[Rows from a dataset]
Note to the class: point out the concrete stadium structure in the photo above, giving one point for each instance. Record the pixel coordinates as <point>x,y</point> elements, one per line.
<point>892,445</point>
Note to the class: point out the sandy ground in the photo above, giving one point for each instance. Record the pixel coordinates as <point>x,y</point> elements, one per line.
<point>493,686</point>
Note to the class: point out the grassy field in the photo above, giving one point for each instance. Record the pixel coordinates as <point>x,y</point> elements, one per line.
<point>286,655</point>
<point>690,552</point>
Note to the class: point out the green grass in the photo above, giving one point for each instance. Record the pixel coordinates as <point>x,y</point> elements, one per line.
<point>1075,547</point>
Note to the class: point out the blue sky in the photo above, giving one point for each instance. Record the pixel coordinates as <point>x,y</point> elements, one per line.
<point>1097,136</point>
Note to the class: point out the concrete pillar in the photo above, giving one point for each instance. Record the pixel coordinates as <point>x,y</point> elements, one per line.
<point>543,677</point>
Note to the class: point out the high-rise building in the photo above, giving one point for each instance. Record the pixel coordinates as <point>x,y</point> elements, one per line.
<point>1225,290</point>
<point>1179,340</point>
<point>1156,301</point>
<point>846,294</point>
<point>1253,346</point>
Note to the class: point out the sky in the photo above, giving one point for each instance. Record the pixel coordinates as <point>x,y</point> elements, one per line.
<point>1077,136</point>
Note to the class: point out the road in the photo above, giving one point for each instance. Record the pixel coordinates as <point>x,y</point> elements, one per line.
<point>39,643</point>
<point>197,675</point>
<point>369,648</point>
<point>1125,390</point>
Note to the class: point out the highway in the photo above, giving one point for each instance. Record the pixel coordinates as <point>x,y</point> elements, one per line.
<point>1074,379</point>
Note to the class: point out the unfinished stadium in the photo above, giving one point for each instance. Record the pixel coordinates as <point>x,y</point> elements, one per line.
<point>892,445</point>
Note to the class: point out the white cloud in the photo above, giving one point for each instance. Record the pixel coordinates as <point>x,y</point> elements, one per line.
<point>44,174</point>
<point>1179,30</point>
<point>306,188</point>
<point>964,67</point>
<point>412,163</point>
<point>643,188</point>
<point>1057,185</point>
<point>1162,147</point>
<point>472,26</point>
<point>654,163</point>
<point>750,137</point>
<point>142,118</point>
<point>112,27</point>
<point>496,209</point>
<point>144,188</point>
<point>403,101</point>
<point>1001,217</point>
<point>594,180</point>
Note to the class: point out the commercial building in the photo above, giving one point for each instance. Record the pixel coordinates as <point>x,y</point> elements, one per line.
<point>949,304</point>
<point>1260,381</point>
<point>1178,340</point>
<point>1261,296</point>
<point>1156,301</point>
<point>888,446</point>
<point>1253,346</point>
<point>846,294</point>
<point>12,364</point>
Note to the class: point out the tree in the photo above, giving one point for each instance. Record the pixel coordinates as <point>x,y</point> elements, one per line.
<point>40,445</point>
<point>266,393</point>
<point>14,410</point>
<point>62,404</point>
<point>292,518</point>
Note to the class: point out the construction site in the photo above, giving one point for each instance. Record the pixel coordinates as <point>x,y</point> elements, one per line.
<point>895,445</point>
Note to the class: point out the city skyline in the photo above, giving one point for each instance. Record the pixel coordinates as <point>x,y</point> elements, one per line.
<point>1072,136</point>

◆ **What you need to do**: Present the records above as a Markdown table with the columns Row and Line, giving each line its row number and leaving out blank lines.

◆ **Reply to the task**:
| Row | Line |
|---|---|
| 1 | Note to the class: point out the concrete stadium structure in the photo above, giving one point for each instance. Record the pixel coordinates as <point>x,y</point> elements, one per line. |
| 2 | <point>892,445</point> |
| 3 | Note to the class: point out the sandy ground in the photo above, giving one point for each instance. Record the pixel coordinates as <point>x,y</point> elements, one per line. |
| 4 | <point>493,686</point> |
| 5 | Note to the class: point out the grassy field in the photo above, giving one point for each instance. Record the pixel coordinates as <point>x,y</point> elements, one per line. |
| 6 | <point>286,655</point> |
| 7 | <point>690,552</point> |
| 8 | Note to the class: point out the green grass in the photo above, giving one point for each instance. Record the pixel coordinates as <point>x,y</point> elements, one per line. |
| 9 | <point>1075,547</point> |
| 10 | Note to the class: point out the blue sky in the photo above, giving one point for each instance. Record the pixel coordinates as <point>x,y</point> elements, one per line. |
| 11 | <point>1097,136</point> |
| 12 | Note to the class: point out the concrete pillar in the photo above, giving one point for each instance. Record the pixel coordinates as <point>x,y</point> elements, one per line. |
| 13 | <point>543,677</point> |
| 14 | Note to the class: point out the high-rise building in the photo above, giving one point for each instance. Record the pixel coordinates as <point>x,y</point> elements, one per line. |
| 15 | <point>1225,290</point> |
| 16 | <point>1179,340</point> |
| 17 | <point>1156,301</point> |
| 18 | <point>846,294</point> |
| 19 | <point>1253,346</point> |
| 20 | Note to the class: point out the sky in the photo above, giving one point for each instance. Record the pixel coordinates as <point>x,y</point> elements, one per line. |
| 21 | <point>1077,136</point> |
| 22 | Note to the class: point out the road in the photo above, giving one point for each instance. Record the pixel coordinates as <point>x,y</point> elements, one per line. |
| 23 | <point>39,643</point> |
| 24 | <point>197,675</point> |
| 25 | <point>369,648</point> |
| 26 | <point>1125,390</point> |
| 27 | Note to the class: point out the highway in the photo above, giving one point for each instance. Record the pixel coordinates as <point>x,y</point> elements, one per line. |
| 28 | <point>1074,379</point> |
| 29 | Note to the class: point out the unfinished stadium in the photo above, giving one point for each instance. Record the pixel coordinates as <point>x,y</point> elements, one per line. |
| 30 | <point>892,445</point> |
| 31 | Note to the class: point out the white cloud in the photo above, giving one point for each instance. Record the pixel coordinates as <point>x,y</point> elements, one per line. |
| 32 | <point>44,174</point> |
| 33 | <point>1179,30</point> |
| 34 | <point>306,188</point> |
| 35 | <point>964,67</point> |
| 36 | <point>412,163</point> |
| 37 | <point>643,188</point> |
| 38 | <point>1057,185</point> |
| 39 | <point>1162,147</point> |
| 40 | <point>472,26</point> |
| 41 | <point>654,163</point> |
| 42 | <point>750,137</point> |
| 43 | <point>142,118</point> |
| 44 | <point>112,27</point> |
| 45 | <point>496,209</point> |
| 46 | <point>144,188</point> |
| 47 | <point>403,101</point> |
| 48 | <point>1001,217</point> |
| 49 | <point>594,180</point> |
| 50 | Note to the class: point out the commercial building in the photo above, giving one point for each instance. Record the pixel coordinates as <point>x,y</point> elements, one per line. |
| 51 | <point>949,304</point> |
| 52 | <point>1260,381</point> |
| 53 | <point>1178,340</point> |
| 54 | <point>1261,296</point> |
| 55 | <point>1156,301</point> |
| 56 | <point>888,446</point> |
| 57 | <point>1253,346</point> |
| 58 | <point>846,294</point> |
| 59 | <point>12,364</point> |
| 60 | Note to the class: point out the tree in the photo above, giving one point for each instance. Record the pixel coordinates as <point>x,y</point> elements, one per line. |
| 61 | <point>40,445</point> |
| 62 | <point>266,393</point> |
| 63 | <point>14,410</point> |
| 64 | <point>62,404</point> |
| 65 | <point>292,518</point> |
| 66 | Note to the class: point out the construction site in the photo above, giving one point for each instance. Record the pixel coordinates as <point>x,y</point> elements, one per line. |
| 67 | <point>895,445</point> |
| 68 | Note to the class: point out the city skyline in the photo above, giving one point for each instance. Record the pixel coordinates as <point>x,y</point> elements, one per line. |
| 69 | <point>1072,136</point> |